> [Task requirements] According to the text on digital twins below, what value is the global digital twin market expected to reach by 2026?

> [Document extract]
■ ■ ■ ■ ■

Elaborating on some points from my previous post on building innovation ecosystems, here’s a look at how digital twins, which serve as a bridge between the physical and digital domains, rely on historical and real-time data, as well as machine learning models, to provide a virtual representation of physical objects, processes, and systems.

Keith Bentley of software developer Bentley Systems describes digital twins as the biggest opportunity for IT value contribution to the physical infrastructure industry since the personal computer, and they’re used in a wide variety of industries, lending enterprises insights into maintenance and ways to optimize manufacturing supply chains.

By 2026, the global digital twin market is expected to reach $48.2 billion, according to a report by MarketsAndMarkets.com, and the infrastructure and architectural engineering and construction (AEC) industries are integral to this growth. Everything from buildings, bridges, and parking structures, to water and sewer lines, roadways and entire cities are ripe for reaping the value of digital twins.

Here’s a look at how digital twins are disrupting the status quo in the infrastructure industry — and why IT and innovation leaders at infrastructure and AEC enterprises would be wise to capitalize on them.

Redrafting the business model

For decades in the AEC industry, work has been performed on a project-by-project basis using computer-aided design (CAD) and more recently building information modeling (BIM) software to create specific 2D and 3D deliverables. The industry is now moving toward integrated suites of tools and industry clouds, which open the door to new business models, industry ecosystems, and more collaborative ways of working.

As the use of digital twins advances, new possibilities for annuity revenues are opening up as well for AEC firms to manage and maintain infrastructural digital twins for their clients.

These new business models are disrupting the infrastructure industry and reconfiguring opportunities as the industry adjusts to new ways of working. Digital twins will likely do for the infrastructure space what various platform models have already done for music, books, retail, and gig economy services.

Due to the cloud-based, platform business model, possibilities will open up not only for operations and maintenance services around core digital twin models, but for value-added digital services wrapped around these twins such as visualization, collaboration, physical and cybersecurity, data analytics, and AI-enabled preventative maintenance.

Plus, infrastructure developers can partner with digital twin providers and the surrounding ecosystem of service providers to benefit from the sale of the physical asset as well as the provisioning of ongoing digital services via digital twin models. Over time, these subscription-based services could add a significant amount to the original sale price. For example, a real estate project of 100,000 square feet could net $1 million in add-on revenues over five years from digital twin-related services, and nearly 80% of an asset’s lifetime value is realized in operations.

Digital twin use cases and ROI

The full suite of digital twin use cases encompasses many areas, but one of the largest is in helping infrastructure become more efficient, resilient, and sustainable. With 70% of the world’s carbon emissions having some link to the way infrastructure is either planned, designed, built, or operated, digital twins can help with visibility and insights for real-time decisions. Using our earlier example, if a 100,000 square foot building has $200,000 in annual maintenance costs, the digital twin may save 25% from that and add additional value of $160,000 in terms of environmental, security, and useability benefits like booking of meeting rooms, space utilization analytics, and process visibility.

■ ■ ■ ■ ■

[Collected data]

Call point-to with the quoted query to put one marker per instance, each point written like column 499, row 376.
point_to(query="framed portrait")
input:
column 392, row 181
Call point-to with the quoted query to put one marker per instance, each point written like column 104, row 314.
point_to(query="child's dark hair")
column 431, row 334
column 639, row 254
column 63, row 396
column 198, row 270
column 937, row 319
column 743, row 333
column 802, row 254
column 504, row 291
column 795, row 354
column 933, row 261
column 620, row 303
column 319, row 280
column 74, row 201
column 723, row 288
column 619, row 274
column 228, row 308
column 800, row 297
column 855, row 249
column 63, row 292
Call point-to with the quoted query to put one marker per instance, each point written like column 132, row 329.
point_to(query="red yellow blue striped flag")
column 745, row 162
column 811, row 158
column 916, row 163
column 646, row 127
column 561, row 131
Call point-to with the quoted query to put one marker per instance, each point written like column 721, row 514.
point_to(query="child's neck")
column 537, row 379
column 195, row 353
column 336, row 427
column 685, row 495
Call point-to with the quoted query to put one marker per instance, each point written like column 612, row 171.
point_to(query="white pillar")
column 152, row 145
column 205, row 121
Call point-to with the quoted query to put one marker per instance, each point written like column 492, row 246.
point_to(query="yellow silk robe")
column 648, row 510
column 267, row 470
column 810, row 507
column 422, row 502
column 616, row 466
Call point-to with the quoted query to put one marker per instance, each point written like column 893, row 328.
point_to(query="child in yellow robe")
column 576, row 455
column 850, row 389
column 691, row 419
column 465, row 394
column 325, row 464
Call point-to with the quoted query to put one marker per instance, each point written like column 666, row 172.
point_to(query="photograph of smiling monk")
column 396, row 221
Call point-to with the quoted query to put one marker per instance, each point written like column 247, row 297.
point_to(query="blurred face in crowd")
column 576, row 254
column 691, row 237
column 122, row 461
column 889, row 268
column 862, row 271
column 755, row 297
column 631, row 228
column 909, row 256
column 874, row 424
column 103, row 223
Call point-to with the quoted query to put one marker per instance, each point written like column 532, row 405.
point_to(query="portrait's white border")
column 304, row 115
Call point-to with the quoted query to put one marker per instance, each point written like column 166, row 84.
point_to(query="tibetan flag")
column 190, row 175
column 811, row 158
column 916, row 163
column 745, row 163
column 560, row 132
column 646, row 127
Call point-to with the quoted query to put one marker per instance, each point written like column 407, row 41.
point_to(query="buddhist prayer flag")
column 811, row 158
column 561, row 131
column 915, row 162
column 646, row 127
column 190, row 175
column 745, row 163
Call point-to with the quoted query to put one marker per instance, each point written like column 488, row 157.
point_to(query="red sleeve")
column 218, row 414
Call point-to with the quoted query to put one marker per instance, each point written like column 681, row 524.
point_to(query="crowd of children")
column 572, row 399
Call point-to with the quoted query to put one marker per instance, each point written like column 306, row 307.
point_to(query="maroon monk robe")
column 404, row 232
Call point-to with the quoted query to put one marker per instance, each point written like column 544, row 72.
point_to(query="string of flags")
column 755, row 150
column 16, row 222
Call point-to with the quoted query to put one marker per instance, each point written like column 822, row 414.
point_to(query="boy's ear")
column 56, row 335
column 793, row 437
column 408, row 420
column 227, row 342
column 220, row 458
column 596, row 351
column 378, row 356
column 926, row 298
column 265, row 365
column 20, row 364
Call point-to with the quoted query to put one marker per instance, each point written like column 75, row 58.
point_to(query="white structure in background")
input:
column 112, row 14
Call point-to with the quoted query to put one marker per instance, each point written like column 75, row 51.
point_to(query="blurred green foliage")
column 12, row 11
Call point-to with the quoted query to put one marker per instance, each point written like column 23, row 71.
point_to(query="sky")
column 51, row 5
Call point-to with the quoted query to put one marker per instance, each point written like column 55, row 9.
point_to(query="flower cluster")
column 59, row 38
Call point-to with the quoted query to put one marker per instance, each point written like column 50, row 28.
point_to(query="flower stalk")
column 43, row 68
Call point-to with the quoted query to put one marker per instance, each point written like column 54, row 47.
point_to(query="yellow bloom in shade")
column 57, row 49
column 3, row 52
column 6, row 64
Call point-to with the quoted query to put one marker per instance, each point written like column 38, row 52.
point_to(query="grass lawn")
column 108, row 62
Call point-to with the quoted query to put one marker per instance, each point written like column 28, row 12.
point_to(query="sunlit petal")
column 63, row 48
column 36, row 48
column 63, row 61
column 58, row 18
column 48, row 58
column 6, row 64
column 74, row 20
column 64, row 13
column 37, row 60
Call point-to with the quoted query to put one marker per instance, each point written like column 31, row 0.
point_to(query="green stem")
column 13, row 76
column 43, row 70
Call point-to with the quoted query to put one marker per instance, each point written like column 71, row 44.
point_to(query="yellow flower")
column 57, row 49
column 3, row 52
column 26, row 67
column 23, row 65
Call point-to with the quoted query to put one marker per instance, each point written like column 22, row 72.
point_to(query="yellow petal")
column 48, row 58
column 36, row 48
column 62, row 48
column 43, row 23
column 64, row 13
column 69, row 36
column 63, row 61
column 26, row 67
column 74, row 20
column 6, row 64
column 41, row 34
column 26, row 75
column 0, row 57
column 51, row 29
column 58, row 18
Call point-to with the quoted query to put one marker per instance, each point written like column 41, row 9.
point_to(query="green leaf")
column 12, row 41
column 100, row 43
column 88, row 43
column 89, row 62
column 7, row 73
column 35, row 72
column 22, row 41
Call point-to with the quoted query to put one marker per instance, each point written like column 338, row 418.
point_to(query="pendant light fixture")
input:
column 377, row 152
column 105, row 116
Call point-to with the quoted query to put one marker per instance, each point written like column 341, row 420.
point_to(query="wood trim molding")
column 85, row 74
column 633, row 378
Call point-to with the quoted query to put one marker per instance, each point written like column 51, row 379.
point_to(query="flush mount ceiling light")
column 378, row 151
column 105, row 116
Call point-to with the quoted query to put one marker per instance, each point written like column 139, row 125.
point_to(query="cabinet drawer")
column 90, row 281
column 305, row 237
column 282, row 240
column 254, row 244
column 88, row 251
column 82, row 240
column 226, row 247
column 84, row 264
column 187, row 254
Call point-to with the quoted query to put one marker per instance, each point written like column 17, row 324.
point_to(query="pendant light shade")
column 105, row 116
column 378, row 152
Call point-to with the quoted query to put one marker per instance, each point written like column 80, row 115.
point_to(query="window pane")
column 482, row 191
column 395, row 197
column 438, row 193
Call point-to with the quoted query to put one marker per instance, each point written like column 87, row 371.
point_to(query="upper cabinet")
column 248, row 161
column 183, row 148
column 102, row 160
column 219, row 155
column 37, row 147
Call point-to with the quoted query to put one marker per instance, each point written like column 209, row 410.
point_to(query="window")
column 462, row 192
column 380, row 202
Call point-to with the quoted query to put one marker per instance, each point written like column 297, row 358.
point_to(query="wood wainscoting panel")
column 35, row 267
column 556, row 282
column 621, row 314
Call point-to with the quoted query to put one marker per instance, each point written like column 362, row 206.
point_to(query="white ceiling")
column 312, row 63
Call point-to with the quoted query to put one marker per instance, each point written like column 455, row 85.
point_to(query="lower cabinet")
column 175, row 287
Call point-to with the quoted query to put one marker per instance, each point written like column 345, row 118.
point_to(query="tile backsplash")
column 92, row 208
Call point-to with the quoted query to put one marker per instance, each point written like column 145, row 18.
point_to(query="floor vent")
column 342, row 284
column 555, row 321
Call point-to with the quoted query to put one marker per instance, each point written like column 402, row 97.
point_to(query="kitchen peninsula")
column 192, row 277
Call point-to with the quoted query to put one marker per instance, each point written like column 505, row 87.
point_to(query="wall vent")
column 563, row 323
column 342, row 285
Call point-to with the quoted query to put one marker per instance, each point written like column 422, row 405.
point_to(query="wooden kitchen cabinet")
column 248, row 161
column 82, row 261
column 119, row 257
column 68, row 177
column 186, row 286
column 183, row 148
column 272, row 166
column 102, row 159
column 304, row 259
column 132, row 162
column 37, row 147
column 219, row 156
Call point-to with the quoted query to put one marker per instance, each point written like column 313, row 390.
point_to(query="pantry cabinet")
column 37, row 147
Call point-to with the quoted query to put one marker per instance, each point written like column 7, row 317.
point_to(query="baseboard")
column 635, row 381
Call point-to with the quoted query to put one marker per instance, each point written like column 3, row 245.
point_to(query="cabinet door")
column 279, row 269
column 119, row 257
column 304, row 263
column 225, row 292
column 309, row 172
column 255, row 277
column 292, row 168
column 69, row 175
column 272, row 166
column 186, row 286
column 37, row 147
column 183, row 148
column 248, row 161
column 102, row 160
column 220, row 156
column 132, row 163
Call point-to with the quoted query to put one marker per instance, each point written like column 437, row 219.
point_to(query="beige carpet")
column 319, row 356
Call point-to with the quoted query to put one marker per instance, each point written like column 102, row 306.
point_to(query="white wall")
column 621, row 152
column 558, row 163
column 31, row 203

■ ■ ■ ■ ■

> [Answer below] $48.2 billion